## WORK TO BE COMPLETED:
Render the material from its first line through the line containing "(1021, 735)" as a JSON list of strings, one string per line, omitting any blank lines.

──────────────────────────────

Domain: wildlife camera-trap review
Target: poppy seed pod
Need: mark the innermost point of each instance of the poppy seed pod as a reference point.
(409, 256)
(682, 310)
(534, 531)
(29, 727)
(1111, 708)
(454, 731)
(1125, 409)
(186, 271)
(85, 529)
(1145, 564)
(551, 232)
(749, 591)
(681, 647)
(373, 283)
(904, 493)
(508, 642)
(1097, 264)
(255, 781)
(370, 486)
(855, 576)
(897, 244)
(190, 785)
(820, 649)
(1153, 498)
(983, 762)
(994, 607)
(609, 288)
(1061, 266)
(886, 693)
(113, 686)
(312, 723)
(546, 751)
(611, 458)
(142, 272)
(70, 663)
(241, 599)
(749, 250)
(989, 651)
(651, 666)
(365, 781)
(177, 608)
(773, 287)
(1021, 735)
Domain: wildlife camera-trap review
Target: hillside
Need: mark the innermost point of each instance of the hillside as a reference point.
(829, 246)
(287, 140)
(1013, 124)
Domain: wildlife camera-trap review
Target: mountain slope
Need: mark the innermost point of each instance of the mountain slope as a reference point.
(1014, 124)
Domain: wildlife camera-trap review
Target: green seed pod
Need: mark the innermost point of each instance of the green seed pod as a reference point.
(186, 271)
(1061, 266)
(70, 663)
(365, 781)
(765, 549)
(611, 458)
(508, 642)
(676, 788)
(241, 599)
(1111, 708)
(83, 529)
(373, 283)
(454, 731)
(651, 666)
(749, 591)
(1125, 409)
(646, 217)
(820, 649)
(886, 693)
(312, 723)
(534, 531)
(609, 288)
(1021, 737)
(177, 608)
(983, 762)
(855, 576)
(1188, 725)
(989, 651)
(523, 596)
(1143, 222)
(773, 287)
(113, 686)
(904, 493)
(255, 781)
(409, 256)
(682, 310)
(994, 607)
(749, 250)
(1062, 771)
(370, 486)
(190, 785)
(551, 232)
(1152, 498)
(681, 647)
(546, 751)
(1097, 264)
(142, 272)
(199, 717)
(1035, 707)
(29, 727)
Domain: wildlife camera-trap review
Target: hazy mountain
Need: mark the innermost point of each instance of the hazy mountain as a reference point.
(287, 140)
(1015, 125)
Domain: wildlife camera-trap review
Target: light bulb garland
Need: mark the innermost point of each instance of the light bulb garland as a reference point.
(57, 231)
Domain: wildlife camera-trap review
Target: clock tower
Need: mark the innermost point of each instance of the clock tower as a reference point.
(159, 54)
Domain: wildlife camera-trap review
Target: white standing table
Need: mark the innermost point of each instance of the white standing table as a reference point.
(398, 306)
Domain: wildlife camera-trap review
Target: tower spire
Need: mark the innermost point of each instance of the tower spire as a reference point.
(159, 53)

──────────────────────────────

## RESULT BELOW:
[
  "Domain: wildlife camera-trap review",
  "Target: poppy seed pod",
  "Need: mark the innermost point of each instance of the poppy seed pod as a reference point.",
  "(409, 256)",
  "(682, 310)",
  "(534, 531)",
  "(29, 727)",
  "(1111, 708)",
  "(454, 731)",
  "(1125, 409)",
  "(186, 271)",
  "(85, 529)",
  "(1145, 564)",
  "(551, 232)",
  "(749, 591)",
  "(681, 647)",
  "(373, 283)",
  "(904, 493)",
  "(508, 642)",
  "(1097, 264)",
  "(255, 781)",
  "(370, 486)",
  "(855, 576)",
  "(897, 244)",
  "(190, 785)",
  "(820, 649)",
  "(1153, 498)",
  "(983, 762)",
  "(994, 607)",
  "(609, 288)",
  "(1061, 266)",
  "(886, 693)",
  "(113, 686)",
  "(312, 723)",
  "(546, 751)",
  "(611, 458)",
  "(142, 272)",
  "(70, 663)",
  "(241, 599)",
  "(749, 250)",
  "(989, 651)",
  "(651, 666)",
  "(365, 781)",
  "(177, 608)",
  "(773, 287)",
  "(1021, 735)"
]